Down to the last character, write out the records below.

Dataset records:
----------

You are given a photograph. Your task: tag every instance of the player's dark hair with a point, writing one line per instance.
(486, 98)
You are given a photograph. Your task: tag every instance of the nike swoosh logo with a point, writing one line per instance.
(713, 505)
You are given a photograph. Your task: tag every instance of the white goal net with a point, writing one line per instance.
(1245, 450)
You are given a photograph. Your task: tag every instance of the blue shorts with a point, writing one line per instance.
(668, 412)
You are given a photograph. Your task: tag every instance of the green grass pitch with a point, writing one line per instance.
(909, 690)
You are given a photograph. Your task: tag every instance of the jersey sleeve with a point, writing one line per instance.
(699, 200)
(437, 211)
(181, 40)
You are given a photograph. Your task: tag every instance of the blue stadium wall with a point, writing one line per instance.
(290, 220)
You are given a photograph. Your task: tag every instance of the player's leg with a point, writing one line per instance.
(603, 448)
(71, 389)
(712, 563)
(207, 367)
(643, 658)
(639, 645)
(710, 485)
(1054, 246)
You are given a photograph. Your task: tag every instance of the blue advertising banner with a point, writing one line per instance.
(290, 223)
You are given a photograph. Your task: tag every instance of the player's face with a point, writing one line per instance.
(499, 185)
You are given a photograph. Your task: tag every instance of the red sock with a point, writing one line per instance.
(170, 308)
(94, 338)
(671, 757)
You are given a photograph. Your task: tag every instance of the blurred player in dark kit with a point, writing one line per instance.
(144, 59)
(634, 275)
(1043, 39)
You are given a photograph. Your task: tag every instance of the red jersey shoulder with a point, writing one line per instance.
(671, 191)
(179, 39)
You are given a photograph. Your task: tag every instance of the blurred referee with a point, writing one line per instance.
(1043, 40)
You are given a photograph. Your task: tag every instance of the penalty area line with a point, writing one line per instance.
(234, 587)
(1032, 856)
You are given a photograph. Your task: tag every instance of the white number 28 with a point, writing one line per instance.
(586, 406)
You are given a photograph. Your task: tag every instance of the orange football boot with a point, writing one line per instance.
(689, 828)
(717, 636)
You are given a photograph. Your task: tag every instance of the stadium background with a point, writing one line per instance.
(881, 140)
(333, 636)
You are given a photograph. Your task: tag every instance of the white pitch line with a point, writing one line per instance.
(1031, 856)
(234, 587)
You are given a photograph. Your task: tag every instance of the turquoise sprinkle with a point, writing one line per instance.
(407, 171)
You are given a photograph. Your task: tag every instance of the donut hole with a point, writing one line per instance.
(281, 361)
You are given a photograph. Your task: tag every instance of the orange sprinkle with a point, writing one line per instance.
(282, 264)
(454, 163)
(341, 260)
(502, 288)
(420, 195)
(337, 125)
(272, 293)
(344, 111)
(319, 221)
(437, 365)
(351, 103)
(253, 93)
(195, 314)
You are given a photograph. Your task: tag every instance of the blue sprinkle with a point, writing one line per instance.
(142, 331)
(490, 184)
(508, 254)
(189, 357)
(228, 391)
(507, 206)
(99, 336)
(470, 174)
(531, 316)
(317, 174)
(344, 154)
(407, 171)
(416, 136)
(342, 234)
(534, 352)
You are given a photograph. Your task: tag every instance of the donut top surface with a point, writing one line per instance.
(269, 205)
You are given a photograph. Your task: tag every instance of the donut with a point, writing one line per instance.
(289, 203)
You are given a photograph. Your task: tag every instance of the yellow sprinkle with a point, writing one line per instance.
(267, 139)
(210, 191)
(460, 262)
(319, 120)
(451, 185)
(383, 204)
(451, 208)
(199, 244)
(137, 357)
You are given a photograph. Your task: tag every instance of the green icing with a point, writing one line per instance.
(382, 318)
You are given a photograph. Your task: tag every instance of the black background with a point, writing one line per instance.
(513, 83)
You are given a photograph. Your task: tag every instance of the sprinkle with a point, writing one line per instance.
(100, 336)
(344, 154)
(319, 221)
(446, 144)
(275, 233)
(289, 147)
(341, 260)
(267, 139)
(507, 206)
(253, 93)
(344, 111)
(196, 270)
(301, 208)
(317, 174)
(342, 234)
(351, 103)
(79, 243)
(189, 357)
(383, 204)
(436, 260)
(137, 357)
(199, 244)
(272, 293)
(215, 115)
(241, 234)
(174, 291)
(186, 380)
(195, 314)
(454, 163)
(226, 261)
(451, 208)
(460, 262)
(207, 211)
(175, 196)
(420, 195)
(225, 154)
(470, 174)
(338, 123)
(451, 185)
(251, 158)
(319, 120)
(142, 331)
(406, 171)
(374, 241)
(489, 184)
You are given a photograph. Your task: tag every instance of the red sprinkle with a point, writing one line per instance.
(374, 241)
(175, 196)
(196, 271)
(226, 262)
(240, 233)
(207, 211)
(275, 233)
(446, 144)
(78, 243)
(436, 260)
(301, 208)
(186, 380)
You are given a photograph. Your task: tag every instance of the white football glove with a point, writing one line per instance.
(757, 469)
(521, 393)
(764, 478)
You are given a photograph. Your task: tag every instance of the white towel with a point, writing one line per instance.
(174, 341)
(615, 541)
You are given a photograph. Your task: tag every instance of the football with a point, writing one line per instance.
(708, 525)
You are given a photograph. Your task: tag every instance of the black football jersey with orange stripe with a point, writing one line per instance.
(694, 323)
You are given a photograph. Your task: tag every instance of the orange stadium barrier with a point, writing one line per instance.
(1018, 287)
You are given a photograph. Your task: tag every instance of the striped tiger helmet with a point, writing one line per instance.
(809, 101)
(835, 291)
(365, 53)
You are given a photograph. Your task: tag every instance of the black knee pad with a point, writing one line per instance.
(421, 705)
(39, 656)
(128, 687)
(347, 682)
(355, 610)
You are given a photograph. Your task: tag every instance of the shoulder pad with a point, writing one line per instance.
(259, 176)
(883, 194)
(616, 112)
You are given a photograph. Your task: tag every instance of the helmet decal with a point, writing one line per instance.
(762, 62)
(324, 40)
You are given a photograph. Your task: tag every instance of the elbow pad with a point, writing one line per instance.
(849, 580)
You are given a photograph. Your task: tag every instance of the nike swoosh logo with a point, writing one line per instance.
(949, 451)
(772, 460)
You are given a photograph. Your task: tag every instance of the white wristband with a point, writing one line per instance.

----------

COMPLETED EXERCISE →
You are given a photograph. Your task: tag every instance of the player's dark hair with a point, writing one line per instance.
(486, 98)
You are given a photograph. Your task: tag every instance of the nike swoosh logo with a point, writing one line per instance.
(713, 505)
You are given a photograph. Your task: tag every instance of the white goal net with a point, writing one line per instance.
(1245, 450)
You are given a photograph. Your task: tag every instance of the blue shorts with a point, writing one line per instance.
(668, 412)
You are given a photograph. Your task: tag every instance of the green grass pitch with a point, writing one line per instance.
(909, 690)
You are given a photograph. Your task: tag every instance of the jersey sleeve with a point, writing one line per instance.
(699, 200)
(437, 211)
(181, 40)
You are given a photograph. Your task: tag every instance of the blue stadium wall with a point, writing one line per instance.
(290, 220)
You are given a photograph. Your task: tag every instance of the player's leg with a point, writing one line per instance.
(603, 448)
(71, 389)
(712, 563)
(207, 367)
(643, 658)
(639, 645)
(710, 485)
(1054, 246)
You are given a photograph. Your task: tag every instance of the blue advertising banner with a point, writing one line per instance.
(290, 223)
You are given a photograph. Your task: tag every instance of the player's face with a point, writing one line per instance.
(499, 185)
You are given a photograph. Your task: tag every instance of the red sock with a point, writing one line per instance.
(170, 308)
(94, 338)
(671, 757)
You are given a photograph. Your task: tag every instance of the blurred player in dark kit with a point, writing one line per instance.
(144, 59)
(634, 275)
(1043, 39)
You are given a photograph. Your task: tag every instance of the red jersey shoulder with a point, writing one line per instance.
(671, 191)
(179, 39)
You are given a photograph. Your task: tag every instance of the blurred referee with a point, writing one line per instance.
(1043, 40)
You are given a photograph. Your task: tag every instance of the penalty area line with a point, writing one line per instance.
(234, 587)
(1032, 856)
You are given a photograph. Your task: tag every instance of the white number 28 with a point, writing one line per instance.
(586, 406)
You are given a photograph. Your task: tag every instance of the orange football boot with a point, writing one line per instance.
(689, 828)
(717, 636)
You are given a photograph. Your task: tag every instance of the stadium background with a point, writing one line per instance.
(881, 140)
(333, 636)
You are given a photograph. Your task: tag every instance of the white pitch line with a point, writing one line per instance.
(1031, 856)
(234, 587)
You are given a photograph. Your task: tag every instance of the turquoise sprinkle with a point, writing one line per instance.
(407, 171)
You are given a photograph. Your task: tag every instance of the donut hole with a point, writing one line per instance.
(281, 361)
You are given a photograph. Your task: tag every instance of the orange sprinkle with a point, writing one line per instance.
(282, 264)
(454, 163)
(341, 260)
(502, 288)
(420, 195)
(337, 125)
(272, 293)
(344, 111)
(319, 221)
(437, 365)
(351, 103)
(253, 93)
(195, 314)
You are given a photograph. Your task: tag every instance of the blue sprinkle with a point, writing one line per instance.
(142, 331)
(490, 184)
(508, 254)
(189, 357)
(228, 391)
(507, 206)
(99, 336)
(470, 174)
(531, 316)
(317, 174)
(344, 154)
(407, 171)
(416, 136)
(342, 234)
(534, 352)
You are given a photograph. Your task: tag every instance of the donut top surface with a point, writing one line per instance.
(269, 205)
You are given a photograph. Your task: tag every instance of the donut with a point, writing one line per instance.
(289, 203)
You are given a photograph. Your task: tag every instance of the yellow sprinkle with a point, writing one line per instance.
(267, 139)
(210, 191)
(460, 262)
(319, 120)
(451, 185)
(383, 204)
(451, 208)
(199, 244)
(137, 357)
You are given a photograph. Your task: tag every instance of the green icing with a point, writing one line per instance.
(382, 318)
You are given a photograph. Your task: tag every instance of the black background with a point, writing one line per instance.
(513, 83)
You are given a photograph. Your task: tag every instance of the sprinkle with a point, writing one line per instance.
(100, 336)
(344, 154)
(319, 221)
(446, 144)
(275, 233)
(289, 147)
(341, 260)
(267, 139)
(507, 206)
(253, 93)
(344, 111)
(196, 270)
(301, 208)
(317, 174)
(342, 234)
(351, 103)
(79, 243)
(189, 357)
(383, 204)
(436, 260)
(137, 357)
(199, 244)
(272, 293)
(215, 115)
(241, 234)
(174, 291)
(186, 380)
(195, 314)
(454, 163)
(226, 261)
(451, 208)
(460, 262)
(207, 211)
(175, 196)
(420, 195)
(225, 154)
(470, 174)
(338, 123)
(451, 185)
(251, 158)
(319, 120)
(142, 331)
(406, 171)
(374, 241)
(489, 184)
You are given a photograph. Your task: tag every instance of the red sprinkle with a point, writing one line per instance.
(374, 241)
(175, 196)
(196, 271)
(226, 262)
(240, 233)
(207, 211)
(275, 233)
(446, 144)
(78, 243)
(436, 260)
(301, 208)
(186, 380)
You are given a photograph. Your task: tag every instance of the white football glove with a point, writing one line per instance.
(757, 469)
(521, 393)
(764, 478)
You are given a photograph. Your task: tag every instance of the white towel with a point, writing one line per instance.
(174, 341)
(615, 541)
You are given a photograph. Your task: tag every instance of the football with a point, writing one line per instance.
(708, 525)
You are given a photograph. Your task: tag every instance of the black football jersey with orange stripe with a point, writing one line per instance.
(694, 323)
You are given a photograph. Your task: tag every instance of the orange stadium barrier with a point, writing one line per instance.
(1018, 287)
You are given a photograph. Your task: tag every instance of the striped tiger helmet with a point, writing one line per instance.
(809, 101)
(835, 291)
(365, 53)
You are given a photograph. Your task: tag every instance of the black knee pad with a point, writing one line per instance.
(421, 705)
(39, 656)
(128, 687)
(347, 682)
(355, 610)
You are given a photograph. Your task: tag every instance of the shoulder pad with a point, writing one line per instance.
(259, 176)
(883, 194)
(616, 112)
You are given a photograph. Your task: tag every instance of the helmet decal with a point, writing one line per instance.
(762, 62)
(324, 40)
You are given a photograph. Your task: tag every instance of the elbow pad with a point, writing one line per instance.
(849, 580)
You are given a photograph. Your task: tag every instance of the nike swoosh logo with a point, writing one line per instance.
(949, 451)
(772, 460)
You are given a photograph. Your task: tag every instance of the white wristband with a point, writing one line per instance.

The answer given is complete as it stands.